Records
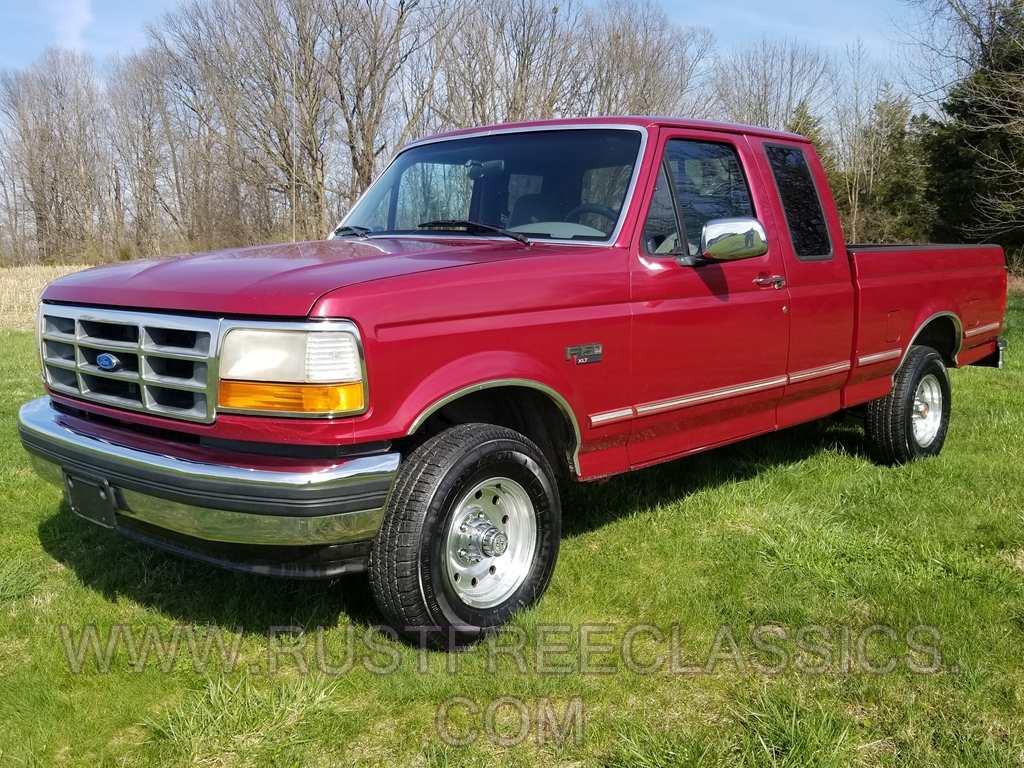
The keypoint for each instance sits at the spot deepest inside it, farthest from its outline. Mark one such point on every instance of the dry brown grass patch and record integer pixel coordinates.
(19, 289)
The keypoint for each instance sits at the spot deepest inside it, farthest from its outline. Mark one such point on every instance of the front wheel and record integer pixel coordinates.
(470, 535)
(911, 421)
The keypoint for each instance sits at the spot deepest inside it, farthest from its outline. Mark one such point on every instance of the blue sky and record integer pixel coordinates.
(105, 27)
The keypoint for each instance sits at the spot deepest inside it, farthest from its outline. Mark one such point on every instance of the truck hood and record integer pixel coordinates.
(278, 281)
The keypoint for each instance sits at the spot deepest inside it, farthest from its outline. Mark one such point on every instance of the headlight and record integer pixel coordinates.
(315, 373)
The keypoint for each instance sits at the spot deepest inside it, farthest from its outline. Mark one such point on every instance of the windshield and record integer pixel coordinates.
(561, 184)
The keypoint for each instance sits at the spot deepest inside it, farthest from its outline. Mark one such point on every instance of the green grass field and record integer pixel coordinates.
(835, 565)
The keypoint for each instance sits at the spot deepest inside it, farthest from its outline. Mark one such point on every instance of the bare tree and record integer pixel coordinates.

Directive
Rewrite all the lines above, putting "center point" in place of every "keypoint" and changing nothing else. Leave the pictures out.

Result of this task
The center point for each instance sits at the spot deepest inside it, farthest from its outline. Mark one such point on every instance of the dry brown grass patch and record integer pixel coordinates.
(19, 289)
The center point for each instance sits at the spot deepest inside it, farthest from its outline. Mark one such point on every instance of the front wheel and record integer pixel coordinates.
(470, 535)
(911, 421)
The center point for each instance sits at the spot deepest inside it, farthest from its outline. Mark one such point on every instance of the blue sky and record integer pixel coordinates.
(105, 27)
The center point for each instance sits at the spot deepest inside it, farthest from its outline. Mark one such point on every instance of the truck hood and record integer pixel coordinates.
(278, 281)
The center point for each instance sits at the spot deepest inside it, farthest from its outline. Mark one such point on every instance of the headlight and record integer pixel coordinates.
(315, 373)
The center point for each instance sits at the spot deepest inside it, farthest from its outline. Mark one such point on every instance of the windshield and record integer pixel coordinates.
(561, 184)
The center point for each instance sits at the spot deepest inside it, farthest from its outline. Mark one such point on every instance of the green grass field and record integer pixel coordinates.
(835, 565)
The center point for each instance sits at the spot deepest inside it, farthest from its outline. Mark one such point on every instance of the bare tree and record integer pixel coordinates.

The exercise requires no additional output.